| Excerpted text |
..............................

Essentially, repeat the process above in a slightly simplified way for each subdataset - this is what I mean by convoluted above
After creating your empty subrepo on GIN, you can run from your subdataset
datalad siblings add -d . --name gin --pushurl git@gin.g-node.org:/labgas/proj_discoverie_code.git --url https://gin.g-node.org/labgas/proj_discoverie_code --as-common-datasrc gin-common-code
Then make sure that annex is supported for this sibling by running
git config --unset-all remote.gin.annex-ignore (probably not needed, but does not harm)
-
Add the url of the subrepos for each of the corresponding subdatasets in your superdataset
Run the following command from your superdataset
datalad subdatasets --contains code
–set-property url https://gin.g-node.org/labgas/proj_discoverie_code
-
Push recursively from your superdataset to GIN
datalad push --to gin -r
NOTE: no worries about the error about the sourcedata subdataset, we did not create a GIN sibling for it on purpose!
-
Clone the entire superdataset wherever you like
datalad clone https://gin.g-node.org/labgas/proj_discoverie
If you want a subdataset with annexed files downloaded to your computer, you should
datalad get BIDS
Github
NOTE: Github does not support large files nor annexed content, so it is less convenient than GIN, but it is more widely known so we want our dataset and particularly the code subdataset available on Github as well, preferably in a clonable way (through a link to the common data source on GIN).
-
Add a Github “superrepo” as a sibling to your superdataset
Like for GIN, currently only the manual approach works in my hands, so create an empty repo on Github first, and then run the following command from your superdataset
datalad siblings add -d . --name github --url https://github.com/labgas/proj_discoverie.git
-
Add a Github “subrepo” as a sibling to your code subdataset
Create and empty repo on Github first, and then run the following command from your code subdataset
datalad siblings add -d . --name github --url https://github.com/labgas/proj_discoverie_code.git
-
Push recursively from your superdataset to Github
datalad push --to github -r
NOTE: no worries about the errors for most subdatasets, we did not create a Github sibling for them on purpose, since they are all on GIN anyway, and do no want them to be public prior to publication - private repos on Github or not free, contrary to GIN (pocket money for Bill Gates)

..............................

[Object point labels]

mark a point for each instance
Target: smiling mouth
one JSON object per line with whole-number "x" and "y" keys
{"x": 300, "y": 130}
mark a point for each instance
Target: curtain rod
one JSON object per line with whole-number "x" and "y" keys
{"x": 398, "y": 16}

..............................

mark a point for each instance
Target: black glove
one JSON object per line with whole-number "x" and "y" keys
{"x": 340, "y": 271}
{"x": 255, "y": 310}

..............................

| Exercise requirements |
#1 Reproduce the passage of the DataLad instructions that begins with the words containing "Essentially, repeat the" and ends with "does not harm)".
#2 For each statement below, say yes or no according to the DataLad instructions, and quote the words that decide it. (a) Github supports annexed content. (b) The recursive push to GIN is run from the superdataset. (c) A GIN sibling was created for the sourcedata subdataset.

| Completed exercise |
#1
Essentially, repeat the process above in a slightly simplified way for each subdataset - this is what I mean by convoluted above
After creating your empty subrepo on GIN, you can run from your subdataset
datalad siblings add -d . --name gin --pushurl git@gin.g-node.org:/labgas/proj_discoverie_code.git --url https://gin.g-node.org/labgas/proj_discoverie_code --as-common-datasrc gin-common-code
Then make sure that annex is supported for this sibling by running
git config --unset-all remote.gin.annex-ignore (probably not needed, but does not harm)

#2
(a) No: "Github does not support large files nor annexed content"
(b) Yes: "Push recursively from your superdataset to GIN"
(c) No: "we did not create a GIN sibling for it on purpose"